Go through the records and report each line holding the string "below".

* **GIVEN RECORDS**
^^^^
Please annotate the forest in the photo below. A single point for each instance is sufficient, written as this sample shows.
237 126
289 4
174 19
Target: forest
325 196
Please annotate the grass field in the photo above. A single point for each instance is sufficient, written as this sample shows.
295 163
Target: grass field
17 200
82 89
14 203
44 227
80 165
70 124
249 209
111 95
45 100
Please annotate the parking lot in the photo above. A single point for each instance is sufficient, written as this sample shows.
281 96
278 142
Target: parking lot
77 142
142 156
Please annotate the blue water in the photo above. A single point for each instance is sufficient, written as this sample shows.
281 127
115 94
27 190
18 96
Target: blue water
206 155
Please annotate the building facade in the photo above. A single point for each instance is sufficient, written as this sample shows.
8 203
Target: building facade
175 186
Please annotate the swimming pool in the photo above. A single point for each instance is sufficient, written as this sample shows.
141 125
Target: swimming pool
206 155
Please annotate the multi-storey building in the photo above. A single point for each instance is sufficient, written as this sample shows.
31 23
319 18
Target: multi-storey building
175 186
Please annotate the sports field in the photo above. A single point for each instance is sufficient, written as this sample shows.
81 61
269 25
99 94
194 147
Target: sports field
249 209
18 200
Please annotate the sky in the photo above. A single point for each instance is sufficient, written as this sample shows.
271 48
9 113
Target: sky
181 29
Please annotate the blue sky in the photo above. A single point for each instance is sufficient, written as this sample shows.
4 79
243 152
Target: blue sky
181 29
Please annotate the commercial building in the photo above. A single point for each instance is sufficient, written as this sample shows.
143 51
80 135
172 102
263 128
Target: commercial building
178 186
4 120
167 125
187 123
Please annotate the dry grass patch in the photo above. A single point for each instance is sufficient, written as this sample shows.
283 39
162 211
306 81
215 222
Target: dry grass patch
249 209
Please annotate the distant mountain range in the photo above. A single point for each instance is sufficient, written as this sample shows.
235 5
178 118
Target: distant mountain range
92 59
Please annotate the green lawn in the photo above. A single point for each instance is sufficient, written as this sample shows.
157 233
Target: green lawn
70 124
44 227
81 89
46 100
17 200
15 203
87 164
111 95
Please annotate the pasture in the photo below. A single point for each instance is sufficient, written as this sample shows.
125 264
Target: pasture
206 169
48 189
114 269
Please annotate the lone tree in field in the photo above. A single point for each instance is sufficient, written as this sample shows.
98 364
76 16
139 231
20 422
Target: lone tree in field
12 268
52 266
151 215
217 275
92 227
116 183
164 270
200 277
^^^^
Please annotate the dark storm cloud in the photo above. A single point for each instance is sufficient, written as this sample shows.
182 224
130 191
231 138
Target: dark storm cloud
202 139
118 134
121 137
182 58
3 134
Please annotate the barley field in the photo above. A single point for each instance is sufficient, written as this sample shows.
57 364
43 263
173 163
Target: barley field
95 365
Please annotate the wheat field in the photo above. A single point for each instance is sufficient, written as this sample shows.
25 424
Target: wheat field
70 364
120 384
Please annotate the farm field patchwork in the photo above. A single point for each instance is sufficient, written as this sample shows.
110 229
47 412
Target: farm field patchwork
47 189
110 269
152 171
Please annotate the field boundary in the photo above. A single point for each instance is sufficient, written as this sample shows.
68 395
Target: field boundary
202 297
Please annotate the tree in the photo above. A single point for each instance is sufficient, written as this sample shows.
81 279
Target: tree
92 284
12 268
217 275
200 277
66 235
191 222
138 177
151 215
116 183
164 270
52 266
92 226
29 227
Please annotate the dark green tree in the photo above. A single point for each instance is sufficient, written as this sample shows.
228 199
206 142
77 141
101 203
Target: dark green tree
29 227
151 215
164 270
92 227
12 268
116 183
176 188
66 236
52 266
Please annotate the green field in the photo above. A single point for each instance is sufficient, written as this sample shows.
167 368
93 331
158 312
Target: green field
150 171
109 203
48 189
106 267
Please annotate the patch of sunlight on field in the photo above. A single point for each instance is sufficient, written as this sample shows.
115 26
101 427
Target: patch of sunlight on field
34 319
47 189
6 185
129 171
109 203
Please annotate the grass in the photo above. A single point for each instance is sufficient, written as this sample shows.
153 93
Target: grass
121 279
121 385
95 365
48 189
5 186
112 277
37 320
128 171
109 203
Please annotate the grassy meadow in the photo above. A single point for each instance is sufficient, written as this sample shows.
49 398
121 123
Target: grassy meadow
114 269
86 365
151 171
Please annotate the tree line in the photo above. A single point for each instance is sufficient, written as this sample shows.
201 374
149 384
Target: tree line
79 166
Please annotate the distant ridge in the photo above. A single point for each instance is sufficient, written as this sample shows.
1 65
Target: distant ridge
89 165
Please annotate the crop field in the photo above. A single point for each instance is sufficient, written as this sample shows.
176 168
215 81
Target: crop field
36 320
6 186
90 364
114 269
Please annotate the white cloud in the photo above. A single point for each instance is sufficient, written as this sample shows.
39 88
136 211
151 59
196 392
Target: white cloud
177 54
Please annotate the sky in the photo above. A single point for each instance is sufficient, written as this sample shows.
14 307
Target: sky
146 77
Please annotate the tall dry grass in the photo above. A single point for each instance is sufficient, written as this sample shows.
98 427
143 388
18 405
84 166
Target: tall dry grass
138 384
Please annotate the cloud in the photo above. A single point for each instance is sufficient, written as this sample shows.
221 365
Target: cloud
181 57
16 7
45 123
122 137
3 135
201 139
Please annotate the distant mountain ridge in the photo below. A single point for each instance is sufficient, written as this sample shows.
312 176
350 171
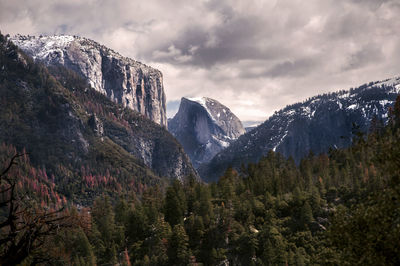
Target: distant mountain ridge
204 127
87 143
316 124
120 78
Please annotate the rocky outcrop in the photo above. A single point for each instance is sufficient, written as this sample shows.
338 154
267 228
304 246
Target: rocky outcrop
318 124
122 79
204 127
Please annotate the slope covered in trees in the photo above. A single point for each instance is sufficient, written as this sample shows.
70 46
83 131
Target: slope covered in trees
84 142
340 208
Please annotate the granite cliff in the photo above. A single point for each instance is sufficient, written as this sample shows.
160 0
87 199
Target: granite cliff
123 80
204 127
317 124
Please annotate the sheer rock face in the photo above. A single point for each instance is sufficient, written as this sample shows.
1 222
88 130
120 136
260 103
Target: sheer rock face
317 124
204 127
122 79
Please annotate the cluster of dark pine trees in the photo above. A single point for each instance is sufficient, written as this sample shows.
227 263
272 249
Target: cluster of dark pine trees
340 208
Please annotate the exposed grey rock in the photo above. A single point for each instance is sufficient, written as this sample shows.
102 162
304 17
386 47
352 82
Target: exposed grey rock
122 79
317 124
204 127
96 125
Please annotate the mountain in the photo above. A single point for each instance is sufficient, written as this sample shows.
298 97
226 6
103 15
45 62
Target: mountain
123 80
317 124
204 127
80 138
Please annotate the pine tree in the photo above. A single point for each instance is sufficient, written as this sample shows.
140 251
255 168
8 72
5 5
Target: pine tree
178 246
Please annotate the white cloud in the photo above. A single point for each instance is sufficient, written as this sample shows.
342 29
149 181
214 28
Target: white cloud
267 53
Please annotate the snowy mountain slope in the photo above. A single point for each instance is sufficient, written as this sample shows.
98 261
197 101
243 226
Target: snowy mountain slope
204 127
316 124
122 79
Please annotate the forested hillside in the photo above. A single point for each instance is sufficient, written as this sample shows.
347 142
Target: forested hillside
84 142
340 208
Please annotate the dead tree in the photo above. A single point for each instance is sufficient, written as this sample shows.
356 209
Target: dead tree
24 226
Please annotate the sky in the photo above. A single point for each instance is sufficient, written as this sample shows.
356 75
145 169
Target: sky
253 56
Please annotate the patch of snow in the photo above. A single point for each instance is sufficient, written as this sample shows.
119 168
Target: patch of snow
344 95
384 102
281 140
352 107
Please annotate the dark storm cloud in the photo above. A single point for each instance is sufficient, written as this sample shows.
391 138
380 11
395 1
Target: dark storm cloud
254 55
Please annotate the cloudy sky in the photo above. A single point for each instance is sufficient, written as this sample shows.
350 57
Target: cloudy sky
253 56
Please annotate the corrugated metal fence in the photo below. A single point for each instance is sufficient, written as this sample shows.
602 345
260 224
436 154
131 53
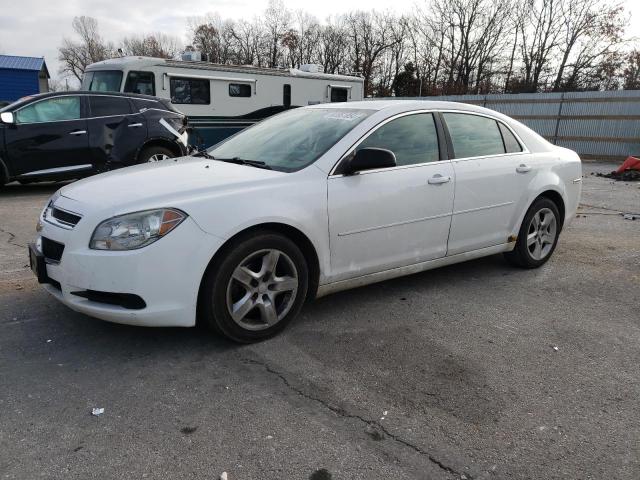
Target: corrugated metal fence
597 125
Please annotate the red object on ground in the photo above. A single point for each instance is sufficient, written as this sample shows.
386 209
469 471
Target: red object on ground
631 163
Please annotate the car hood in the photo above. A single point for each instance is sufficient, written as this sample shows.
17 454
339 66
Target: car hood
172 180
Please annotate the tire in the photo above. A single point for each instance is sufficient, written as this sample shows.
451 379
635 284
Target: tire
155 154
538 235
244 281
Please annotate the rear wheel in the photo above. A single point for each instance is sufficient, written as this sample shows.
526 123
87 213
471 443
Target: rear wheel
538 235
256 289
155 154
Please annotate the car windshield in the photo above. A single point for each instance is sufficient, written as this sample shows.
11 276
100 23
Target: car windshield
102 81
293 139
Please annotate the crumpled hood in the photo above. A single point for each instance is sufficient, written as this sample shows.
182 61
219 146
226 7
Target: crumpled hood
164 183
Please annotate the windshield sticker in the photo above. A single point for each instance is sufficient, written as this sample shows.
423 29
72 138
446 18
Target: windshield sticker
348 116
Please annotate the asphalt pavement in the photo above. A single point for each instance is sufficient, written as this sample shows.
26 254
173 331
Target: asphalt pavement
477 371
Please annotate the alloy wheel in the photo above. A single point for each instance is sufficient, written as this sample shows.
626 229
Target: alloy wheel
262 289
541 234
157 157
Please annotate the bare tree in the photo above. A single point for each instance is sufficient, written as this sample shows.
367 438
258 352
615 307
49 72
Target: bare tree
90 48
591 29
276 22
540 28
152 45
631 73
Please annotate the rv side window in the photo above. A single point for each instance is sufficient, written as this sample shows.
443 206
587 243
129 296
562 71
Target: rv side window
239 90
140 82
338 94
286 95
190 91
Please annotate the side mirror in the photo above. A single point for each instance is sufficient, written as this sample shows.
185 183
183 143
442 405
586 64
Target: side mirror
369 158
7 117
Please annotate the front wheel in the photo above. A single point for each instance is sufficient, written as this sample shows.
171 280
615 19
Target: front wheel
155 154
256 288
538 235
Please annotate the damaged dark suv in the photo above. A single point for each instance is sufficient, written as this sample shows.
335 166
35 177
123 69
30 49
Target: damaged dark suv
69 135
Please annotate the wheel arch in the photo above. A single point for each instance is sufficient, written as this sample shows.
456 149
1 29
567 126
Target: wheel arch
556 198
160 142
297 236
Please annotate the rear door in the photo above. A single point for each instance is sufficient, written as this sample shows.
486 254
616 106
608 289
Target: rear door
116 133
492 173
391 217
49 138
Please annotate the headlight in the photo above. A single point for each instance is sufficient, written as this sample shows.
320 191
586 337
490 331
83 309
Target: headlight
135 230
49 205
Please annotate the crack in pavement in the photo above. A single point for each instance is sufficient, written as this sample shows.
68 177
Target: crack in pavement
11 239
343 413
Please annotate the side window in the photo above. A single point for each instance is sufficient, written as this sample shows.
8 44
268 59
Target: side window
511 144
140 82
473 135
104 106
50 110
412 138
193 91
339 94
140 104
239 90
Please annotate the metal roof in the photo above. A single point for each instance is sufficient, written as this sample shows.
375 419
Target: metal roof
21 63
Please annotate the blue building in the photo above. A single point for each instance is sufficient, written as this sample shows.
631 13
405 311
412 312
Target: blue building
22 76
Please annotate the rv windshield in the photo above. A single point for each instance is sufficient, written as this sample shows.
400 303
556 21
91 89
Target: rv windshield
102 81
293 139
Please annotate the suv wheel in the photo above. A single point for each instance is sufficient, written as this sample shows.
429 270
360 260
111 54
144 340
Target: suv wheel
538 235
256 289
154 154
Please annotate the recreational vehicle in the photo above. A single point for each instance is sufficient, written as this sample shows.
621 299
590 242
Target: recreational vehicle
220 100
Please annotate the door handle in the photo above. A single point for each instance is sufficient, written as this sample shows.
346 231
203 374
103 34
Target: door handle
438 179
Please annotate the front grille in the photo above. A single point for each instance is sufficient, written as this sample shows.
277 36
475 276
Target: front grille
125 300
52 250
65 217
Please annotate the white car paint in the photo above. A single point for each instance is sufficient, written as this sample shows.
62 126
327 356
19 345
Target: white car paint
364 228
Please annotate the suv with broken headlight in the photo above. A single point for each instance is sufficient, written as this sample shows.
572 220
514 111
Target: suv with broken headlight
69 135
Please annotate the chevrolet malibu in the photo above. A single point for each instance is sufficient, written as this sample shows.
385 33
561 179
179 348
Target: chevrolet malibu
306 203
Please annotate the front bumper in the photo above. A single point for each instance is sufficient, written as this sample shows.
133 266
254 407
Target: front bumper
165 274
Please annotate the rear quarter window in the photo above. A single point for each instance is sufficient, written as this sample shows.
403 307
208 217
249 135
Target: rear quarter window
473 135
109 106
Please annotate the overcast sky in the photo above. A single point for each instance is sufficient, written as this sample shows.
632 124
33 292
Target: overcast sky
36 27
^^^^
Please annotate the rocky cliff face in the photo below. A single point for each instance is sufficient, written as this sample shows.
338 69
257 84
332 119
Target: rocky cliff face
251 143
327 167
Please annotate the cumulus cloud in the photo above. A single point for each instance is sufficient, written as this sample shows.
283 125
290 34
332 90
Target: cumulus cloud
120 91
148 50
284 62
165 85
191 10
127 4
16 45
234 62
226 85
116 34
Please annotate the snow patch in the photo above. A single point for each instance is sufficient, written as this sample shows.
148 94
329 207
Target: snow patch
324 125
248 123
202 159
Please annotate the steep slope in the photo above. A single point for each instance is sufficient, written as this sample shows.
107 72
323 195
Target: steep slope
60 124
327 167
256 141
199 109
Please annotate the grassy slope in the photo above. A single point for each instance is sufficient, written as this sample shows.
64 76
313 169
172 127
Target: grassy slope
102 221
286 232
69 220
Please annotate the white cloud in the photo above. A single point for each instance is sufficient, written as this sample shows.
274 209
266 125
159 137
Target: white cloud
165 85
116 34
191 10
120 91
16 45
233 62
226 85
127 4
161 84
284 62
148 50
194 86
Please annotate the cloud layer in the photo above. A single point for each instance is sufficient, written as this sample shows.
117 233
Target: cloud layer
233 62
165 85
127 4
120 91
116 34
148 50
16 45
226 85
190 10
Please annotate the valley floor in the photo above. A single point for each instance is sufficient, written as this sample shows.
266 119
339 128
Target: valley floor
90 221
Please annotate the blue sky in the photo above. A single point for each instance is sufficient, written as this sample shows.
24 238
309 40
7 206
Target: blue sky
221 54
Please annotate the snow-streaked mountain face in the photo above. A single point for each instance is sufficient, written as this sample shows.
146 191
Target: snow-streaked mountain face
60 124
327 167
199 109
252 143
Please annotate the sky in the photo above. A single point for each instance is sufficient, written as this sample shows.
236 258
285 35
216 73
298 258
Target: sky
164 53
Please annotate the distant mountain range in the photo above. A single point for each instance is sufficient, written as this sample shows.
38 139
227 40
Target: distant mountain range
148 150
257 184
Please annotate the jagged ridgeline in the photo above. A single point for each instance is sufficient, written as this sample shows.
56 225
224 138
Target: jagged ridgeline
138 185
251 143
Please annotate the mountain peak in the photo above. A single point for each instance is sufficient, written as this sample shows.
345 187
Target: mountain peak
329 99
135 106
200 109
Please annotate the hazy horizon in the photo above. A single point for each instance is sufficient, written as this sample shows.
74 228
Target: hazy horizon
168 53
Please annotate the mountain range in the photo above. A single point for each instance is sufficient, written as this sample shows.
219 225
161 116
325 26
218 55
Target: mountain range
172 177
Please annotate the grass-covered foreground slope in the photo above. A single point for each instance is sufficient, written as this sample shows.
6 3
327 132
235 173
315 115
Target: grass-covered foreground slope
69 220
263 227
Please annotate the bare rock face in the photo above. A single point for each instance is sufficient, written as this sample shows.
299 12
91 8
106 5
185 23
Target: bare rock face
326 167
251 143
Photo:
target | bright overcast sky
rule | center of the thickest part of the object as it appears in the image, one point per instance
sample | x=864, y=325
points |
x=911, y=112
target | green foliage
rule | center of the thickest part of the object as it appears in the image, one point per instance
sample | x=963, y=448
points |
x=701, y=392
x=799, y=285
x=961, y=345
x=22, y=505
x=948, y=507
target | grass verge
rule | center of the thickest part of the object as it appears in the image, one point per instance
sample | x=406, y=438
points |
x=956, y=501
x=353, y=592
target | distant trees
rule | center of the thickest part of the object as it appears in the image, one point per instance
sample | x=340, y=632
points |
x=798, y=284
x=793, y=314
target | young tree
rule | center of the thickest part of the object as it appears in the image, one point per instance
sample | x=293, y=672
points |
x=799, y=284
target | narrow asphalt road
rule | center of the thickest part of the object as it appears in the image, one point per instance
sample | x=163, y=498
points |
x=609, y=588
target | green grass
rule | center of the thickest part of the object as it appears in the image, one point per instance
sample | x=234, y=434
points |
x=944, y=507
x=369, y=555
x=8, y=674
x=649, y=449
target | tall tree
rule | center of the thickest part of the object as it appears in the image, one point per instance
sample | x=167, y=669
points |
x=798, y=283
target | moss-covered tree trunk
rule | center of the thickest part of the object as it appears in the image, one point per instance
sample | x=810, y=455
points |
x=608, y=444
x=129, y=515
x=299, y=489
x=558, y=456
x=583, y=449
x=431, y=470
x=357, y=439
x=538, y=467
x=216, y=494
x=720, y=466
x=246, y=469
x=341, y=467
^^^^
* **WRITTEN SOLUTION**
Please annotate the forest in the photo below. A single point for each instance is sufficient, written as this sample shows.
Please annotate the pasture in the photo below. A single point for each instance is sufficient, written as this sample shows.
Please annotate the distant mountain ridge in the photo below. A single point for each instance is sufficient, written as this sample shows.
Please annotate the corrugated metal fence in the photo below. A single point for each instance is sufficient, written as this sample shows.
Please annotate the rocky cliff face in the photo below. A single point for each instance is sufficient, written as this sample shows.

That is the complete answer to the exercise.